- What to produce:
The data below should be duplicated in full, unchanged.

Provided data: Begin

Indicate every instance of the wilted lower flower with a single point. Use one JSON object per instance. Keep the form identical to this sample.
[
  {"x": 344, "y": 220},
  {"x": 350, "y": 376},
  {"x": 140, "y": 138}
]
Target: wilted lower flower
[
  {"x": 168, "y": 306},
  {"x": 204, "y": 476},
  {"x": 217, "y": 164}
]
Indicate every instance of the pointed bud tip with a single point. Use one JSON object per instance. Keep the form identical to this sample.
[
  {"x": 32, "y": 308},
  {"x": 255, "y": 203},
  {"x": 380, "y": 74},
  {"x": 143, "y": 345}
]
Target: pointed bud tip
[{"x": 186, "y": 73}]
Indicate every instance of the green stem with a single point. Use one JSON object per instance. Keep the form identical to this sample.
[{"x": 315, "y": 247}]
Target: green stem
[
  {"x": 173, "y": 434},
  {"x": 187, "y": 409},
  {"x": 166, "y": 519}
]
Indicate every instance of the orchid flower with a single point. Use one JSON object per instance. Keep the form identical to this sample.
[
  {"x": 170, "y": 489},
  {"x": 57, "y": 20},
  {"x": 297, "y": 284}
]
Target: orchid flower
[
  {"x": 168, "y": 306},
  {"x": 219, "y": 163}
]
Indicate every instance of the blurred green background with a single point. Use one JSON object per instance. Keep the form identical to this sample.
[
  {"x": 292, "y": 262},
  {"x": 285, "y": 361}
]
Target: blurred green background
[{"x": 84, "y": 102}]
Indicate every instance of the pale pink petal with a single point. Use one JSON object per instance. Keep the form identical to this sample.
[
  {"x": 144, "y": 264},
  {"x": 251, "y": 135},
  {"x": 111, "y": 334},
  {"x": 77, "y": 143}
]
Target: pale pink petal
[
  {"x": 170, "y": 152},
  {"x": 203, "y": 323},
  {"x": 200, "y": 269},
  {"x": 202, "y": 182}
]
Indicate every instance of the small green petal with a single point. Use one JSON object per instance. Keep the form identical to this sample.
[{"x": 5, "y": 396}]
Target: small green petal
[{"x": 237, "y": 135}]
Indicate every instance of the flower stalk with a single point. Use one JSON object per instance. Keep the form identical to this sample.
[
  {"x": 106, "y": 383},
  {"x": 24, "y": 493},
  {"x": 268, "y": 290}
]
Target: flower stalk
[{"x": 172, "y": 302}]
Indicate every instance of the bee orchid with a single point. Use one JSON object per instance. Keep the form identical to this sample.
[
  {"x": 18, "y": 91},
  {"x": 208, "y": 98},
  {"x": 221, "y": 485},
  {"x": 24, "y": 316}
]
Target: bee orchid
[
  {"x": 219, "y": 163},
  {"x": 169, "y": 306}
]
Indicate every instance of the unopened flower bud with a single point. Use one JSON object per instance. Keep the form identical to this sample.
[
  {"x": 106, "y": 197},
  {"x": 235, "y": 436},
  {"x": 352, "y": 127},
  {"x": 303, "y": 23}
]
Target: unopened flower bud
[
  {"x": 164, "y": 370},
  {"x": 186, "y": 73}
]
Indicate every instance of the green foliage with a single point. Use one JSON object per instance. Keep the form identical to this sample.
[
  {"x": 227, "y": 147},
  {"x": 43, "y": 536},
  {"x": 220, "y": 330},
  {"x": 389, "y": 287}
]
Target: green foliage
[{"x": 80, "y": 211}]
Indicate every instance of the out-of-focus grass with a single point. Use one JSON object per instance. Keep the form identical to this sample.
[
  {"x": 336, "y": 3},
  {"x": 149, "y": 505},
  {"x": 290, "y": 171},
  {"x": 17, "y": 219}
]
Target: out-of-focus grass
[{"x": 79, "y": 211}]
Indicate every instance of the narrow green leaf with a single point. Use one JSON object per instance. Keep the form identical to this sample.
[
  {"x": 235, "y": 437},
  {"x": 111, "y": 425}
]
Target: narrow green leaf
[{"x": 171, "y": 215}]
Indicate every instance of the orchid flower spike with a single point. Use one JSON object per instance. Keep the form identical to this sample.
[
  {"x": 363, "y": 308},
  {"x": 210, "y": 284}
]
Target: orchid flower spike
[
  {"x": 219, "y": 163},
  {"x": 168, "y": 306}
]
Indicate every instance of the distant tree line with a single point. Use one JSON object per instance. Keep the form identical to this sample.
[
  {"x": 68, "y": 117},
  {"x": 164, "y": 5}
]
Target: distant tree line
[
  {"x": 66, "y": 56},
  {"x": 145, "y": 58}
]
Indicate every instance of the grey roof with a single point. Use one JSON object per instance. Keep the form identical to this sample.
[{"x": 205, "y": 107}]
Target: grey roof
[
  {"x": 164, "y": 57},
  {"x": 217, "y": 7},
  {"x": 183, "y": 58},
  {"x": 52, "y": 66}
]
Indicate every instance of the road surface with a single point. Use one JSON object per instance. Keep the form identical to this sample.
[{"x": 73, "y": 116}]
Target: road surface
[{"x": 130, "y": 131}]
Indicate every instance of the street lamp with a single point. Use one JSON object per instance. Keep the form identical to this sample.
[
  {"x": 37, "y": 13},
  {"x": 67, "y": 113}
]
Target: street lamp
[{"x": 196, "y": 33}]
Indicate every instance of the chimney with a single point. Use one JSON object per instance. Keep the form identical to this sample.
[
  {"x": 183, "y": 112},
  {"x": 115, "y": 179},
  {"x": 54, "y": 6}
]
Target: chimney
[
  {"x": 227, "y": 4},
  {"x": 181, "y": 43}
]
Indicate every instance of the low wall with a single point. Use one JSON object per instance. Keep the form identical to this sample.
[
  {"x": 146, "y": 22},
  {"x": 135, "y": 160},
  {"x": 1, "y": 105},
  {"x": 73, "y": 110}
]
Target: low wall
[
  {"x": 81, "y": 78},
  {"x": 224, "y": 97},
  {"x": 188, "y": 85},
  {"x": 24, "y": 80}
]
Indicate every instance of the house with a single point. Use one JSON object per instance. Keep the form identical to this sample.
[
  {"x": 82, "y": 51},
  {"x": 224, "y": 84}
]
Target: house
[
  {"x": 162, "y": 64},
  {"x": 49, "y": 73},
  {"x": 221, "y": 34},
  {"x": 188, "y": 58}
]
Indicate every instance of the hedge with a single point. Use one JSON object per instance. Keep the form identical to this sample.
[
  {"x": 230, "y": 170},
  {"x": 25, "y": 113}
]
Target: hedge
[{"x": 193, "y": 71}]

Provided data: End

- Your response:
Indicate every instance of the wilted lower flower with a single point. Use one JSON object per instance. Keep the form identical to this sample.
[
  {"x": 344, "y": 220},
  {"x": 350, "y": 376},
  {"x": 140, "y": 138}
]
Target: wilted lower flower
[
  {"x": 168, "y": 306},
  {"x": 204, "y": 476},
  {"x": 217, "y": 164}
]
Indicate every instance of the pointed bud tip with a single point. Use one JSON object per instance. Keep the form identical to this sample.
[
  {"x": 32, "y": 308},
  {"x": 255, "y": 203},
  {"x": 380, "y": 74},
  {"x": 143, "y": 345}
]
Target: pointed bud tip
[{"x": 186, "y": 73}]
Indicate every instance of the green stem with a single point. Use one JSON object per instance. Keep the form identical to this sample.
[{"x": 315, "y": 247}]
Target: green stem
[
  {"x": 173, "y": 434},
  {"x": 187, "y": 409},
  {"x": 166, "y": 519}
]
Indicate every instance of the orchid flower with a single point. Use one JSON object per instance. Keep the form identical to this sample.
[
  {"x": 170, "y": 489},
  {"x": 57, "y": 20},
  {"x": 297, "y": 284}
]
Target: orchid flower
[
  {"x": 168, "y": 306},
  {"x": 219, "y": 163}
]
Indicate every instance of the blurred green background with a single point. Use one JSON object per instance. Keep the form identical to this sample.
[
  {"x": 292, "y": 262},
  {"x": 285, "y": 361}
]
Target: blurred green background
[{"x": 84, "y": 102}]
Indicate every instance of the pale pink petal with a single point. Use one JSON object per instance. Keep the form identical to this sample.
[
  {"x": 144, "y": 264},
  {"x": 251, "y": 135},
  {"x": 111, "y": 334},
  {"x": 77, "y": 143}
]
Target: pale pink petal
[
  {"x": 170, "y": 152},
  {"x": 203, "y": 323},
  {"x": 200, "y": 269},
  {"x": 202, "y": 182}
]
Indicate every instance of the small green petal with a single point. Use one JSON object per instance. Keep the form identical to this sample.
[{"x": 5, "y": 396}]
Target: small green petal
[{"x": 237, "y": 135}]
Indicate every instance of the flower stalk with a single point. Use one JSON object per instance. Keep the form identical to this sample.
[
  {"x": 106, "y": 383},
  {"x": 24, "y": 493},
  {"x": 268, "y": 290}
]
Target: flower stalk
[{"x": 172, "y": 302}]
Indicate every instance of the bee orchid with a single point. Use one JSON object per instance. Keep the form identical to this sample.
[
  {"x": 18, "y": 91},
  {"x": 208, "y": 98},
  {"x": 221, "y": 485},
  {"x": 24, "y": 316}
]
Target: bee orchid
[
  {"x": 219, "y": 163},
  {"x": 169, "y": 306}
]
Indicate every instance of the unopened flower bud with a single point. Use one JSON object per instance. Keep the form identical to this sample.
[
  {"x": 106, "y": 197},
  {"x": 235, "y": 436},
  {"x": 352, "y": 127},
  {"x": 303, "y": 23}
]
Target: unopened flower bud
[
  {"x": 164, "y": 370},
  {"x": 186, "y": 73}
]
Indicate every instance of the green foliage with a single point. Use one JSON object per instance. Keep the form identical to this sample.
[
  {"x": 227, "y": 147},
  {"x": 43, "y": 536},
  {"x": 220, "y": 330},
  {"x": 389, "y": 287}
]
Target: green foliage
[{"x": 80, "y": 211}]
Indicate every instance of the out-of-focus grass with a single point. Use one JSON object per instance. Keep the form identical to this sample.
[
  {"x": 336, "y": 3},
  {"x": 149, "y": 505},
  {"x": 290, "y": 171},
  {"x": 17, "y": 219}
]
Target: out-of-focus grass
[{"x": 79, "y": 211}]
Indicate every instance of the narrow green leaf with a single point. Use one JSON object per instance. Keep the form identical to this sample.
[
  {"x": 235, "y": 437},
  {"x": 111, "y": 425}
]
Target: narrow green leaf
[{"x": 171, "y": 215}]
Indicate every instance of the orchid flower spike with a single point. Use one JSON object per instance. Keep the form identical to this sample.
[
  {"x": 363, "y": 308},
  {"x": 210, "y": 284}
]
Target: orchid flower spike
[
  {"x": 219, "y": 163},
  {"x": 168, "y": 306}
]
Indicate every instance of the distant tree line with a single point. Use one JSON object per instance. Keep the form identical to this sample.
[
  {"x": 68, "y": 117},
  {"x": 164, "y": 5}
]
Target: distant tree line
[
  {"x": 66, "y": 56},
  {"x": 145, "y": 58}
]
Indicate every instance of the grey roof with a single point. Use one JSON object per instance. Keep the form identical to this sample.
[{"x": 205, "y": 107}]
Target: grey roof
[
  {"x": 164, "y": 57},
  {"x": 217, "y": 7},
  {"x": 183, "y": 58},
  {"x": 52, "y": 66}
]
Indicate every instance of the road surface with a single point. Use one JSON object per instance. Keep the form identical to this sample.
[{"x": 73, "y": 116}]
Target: road surface
[{"x": 130, "y": 131}]
Indicate every instance of the street lamp with a single point. Use one JSON object per instance. Keep the form identical to this sample.
[
  {"x": 37, "y": 13},
  {"x": 67, "y": 113}
]
Target: street lamp
[{"x": 196, "y": 33}]
Indicate every instance of the chimney with a single point. Use one JSON object per instance. Keep the form identical to this sample.
[
  {"x": 183, "y": 112},
  {"x": 115, "y": 179},
  {"x": 54, "y": 6}
]
Target: chimney
[
  {"x": 227, "y": 4},
  {"x": 181, "y": 43}
]
Indicate every instance of the low wall with a single point. Use one JSON object per instance. Keep the form identical to this sample.
[
  {"x": 146, "y": 22},
  {"x": 135, "y": 160},
  {"x": 1, "y": 105},
  {"x": 73, "y": 110}
]
Target: low wall
[
  {"x": 81, "y": 78},
  {"x": 224, "y": 97},
  {"x": 188, "y": 85},
  {"x": 24, "y": 80}
]
Indicate every instance of the house with a single point. Use one JSON object per instance. Keep the form identical to this sample.
[
  {"x": 82, "y": 51},
  {"x": 224, "y": 84}
]
Target: house
[
  {"x": 162, "y": 64},
  {"x": 49, "y": 73},
  {"x": 221, "y": 34},
  {"x": 188, "y": 58}
]
Indicate every instance of the hedge with a single point. Use one JSON object per instance. Keep the form identical to this sample.
[
  {"x": 230, "y": 170},
  {"x": 25, "y": 113}
]
Target: hedge
[{"x": 193, "y": 71}]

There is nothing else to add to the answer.